===== TEXTAUSZUG =====
Zu jenen Schlagworten gehörte auch die Behauptung, Deutschland sei von den Ententemächten teuflischerweise eingekreist und dadurch zur Gegenwehr genötigt gewesen. Sie betörte selbst Leute, die zugaben, daß Deutschland nicht „mitten im Frieden“ von den ändern überfallen worden sei. Sie erwies sich – und erweist sich ja auch heute noch – als ein verhängnisvoll wirkendes Opiat zur Betäubung der Gewissen. Die Zeit des Krieges über ein Agitationsmittel der Parteien der Annexionen, ist sie heute ins Arsenal der unser Volk gegen die Republik und die Demokratie aufstachelnden und die Geister mit der Idee des Vergeltungskrieges betörenden Reaktion übergegangen und richtet noch immer Unheil an. Das wirksamste Mittel der Beeinflussung der Geister, die unablässige, dreiste Wiederholung einer Behauptung, als ob sie eine unantastbar festgestellte Tatsache ausdrücke, kommt ihr in hohem Maße zugute.
===== BEREITGESTELLTE DATEN =====
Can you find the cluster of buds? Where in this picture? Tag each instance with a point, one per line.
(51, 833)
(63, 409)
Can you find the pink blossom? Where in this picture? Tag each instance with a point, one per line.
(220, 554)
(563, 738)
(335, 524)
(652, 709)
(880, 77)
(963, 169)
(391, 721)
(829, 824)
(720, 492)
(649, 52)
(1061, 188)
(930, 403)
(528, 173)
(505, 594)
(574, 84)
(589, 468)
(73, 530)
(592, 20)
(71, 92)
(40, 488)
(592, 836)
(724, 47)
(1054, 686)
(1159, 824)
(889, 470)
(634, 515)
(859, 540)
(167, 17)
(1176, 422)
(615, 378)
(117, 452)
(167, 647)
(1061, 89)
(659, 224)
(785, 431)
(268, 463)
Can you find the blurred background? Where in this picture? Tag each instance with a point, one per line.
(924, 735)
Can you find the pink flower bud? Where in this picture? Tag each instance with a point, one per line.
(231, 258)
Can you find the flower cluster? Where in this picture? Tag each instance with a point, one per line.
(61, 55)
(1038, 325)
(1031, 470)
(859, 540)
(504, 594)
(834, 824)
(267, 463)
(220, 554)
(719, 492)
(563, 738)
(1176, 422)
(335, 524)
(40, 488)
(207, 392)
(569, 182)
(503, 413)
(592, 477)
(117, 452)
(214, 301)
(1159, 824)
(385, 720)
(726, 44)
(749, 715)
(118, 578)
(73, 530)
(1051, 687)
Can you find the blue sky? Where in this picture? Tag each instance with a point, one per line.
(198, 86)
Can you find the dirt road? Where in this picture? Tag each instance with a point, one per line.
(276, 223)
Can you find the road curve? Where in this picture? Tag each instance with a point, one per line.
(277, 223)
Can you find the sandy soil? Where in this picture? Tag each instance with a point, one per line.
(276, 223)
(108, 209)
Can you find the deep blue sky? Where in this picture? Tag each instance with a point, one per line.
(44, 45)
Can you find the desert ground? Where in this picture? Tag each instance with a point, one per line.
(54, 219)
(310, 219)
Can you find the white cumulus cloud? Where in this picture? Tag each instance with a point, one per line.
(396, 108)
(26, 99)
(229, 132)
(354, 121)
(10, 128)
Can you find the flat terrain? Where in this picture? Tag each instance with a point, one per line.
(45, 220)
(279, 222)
=====
* [ZU BEARBEITEN]:
A: Beantworten Sie anhand des Textauszugs über die Einkreisungsbehauptung diese drei Fragen:
(i) Von welchen Mächten soll Deutschland laut der Behauptung eingekreist gewesen sein?
(ii) Als was hat sich die Behauptung laut Textauszug erwiesen?
(iii) Welches Mittel der Beeinflussung der Geister nennt der Textauszug das wirksamste?
B: Nennen Sie alle Bezeichnungen, mit denen der Textauszug über die Einkreisungsbehauptung diese Behauptung selbst einordnet oder charakterisiert.
C: Schreiben Sie den Textauszug über die Einkreisungsbehauptung im Anschluss an seinen letzten Satz weiter.
Die Einträge spielen hierfür keine Rolle.

* [ERGEBNISSE JE AUFGABE]:
A:
(i) Von den Ententemächten.
(ii) Als ein verhängnisvoll wirkendes Opiat zur Betäubung der Gewissen.
(iii) Die unablässige, dreiste Wiederholung einer Behauptung, als ob sie eine unantastbar festgestellte Tatsache ausdrücke.

B:
- Schlagwort
- verhängnisvoll wirkendes Opiat zur Betäubung der Gewissen
- Agitationsmittel der Parteien der Annexionen (während des Krieges)
- Teil des Arsenals der Reaktion (heute)

C:
Kurz nachdem Karl Liebknecht bei mir gewesen war, fiel mir eine Nummer des Vorwärts betitelten Wochenblatts der Sozialdemokratie New Yorks mit einem Artikel in die Hand, der gerade diese Einkreisungsfrage behandelte und mir für die geplante Flugschrift außerordentlich geeignet erschien. Der Verfasser war zwar nicht ganz frei von dem Fehler so vieler sozialistischer Schriftsteller aus der Schule von Karl Marx und Friedrich Engels, im Gegensatz zum Beispiel, das diese Denker selbst gegeben, das ökonomische Motiv in der Geschichtserklärung zu übertreiben. Aber er legte doch hierbei eine stärkere Unterscheidungskraft an den Tag als man sie in der Regel findet. So nahm ich den Aufsatz zum Ausgangspunkt der Flugschrift.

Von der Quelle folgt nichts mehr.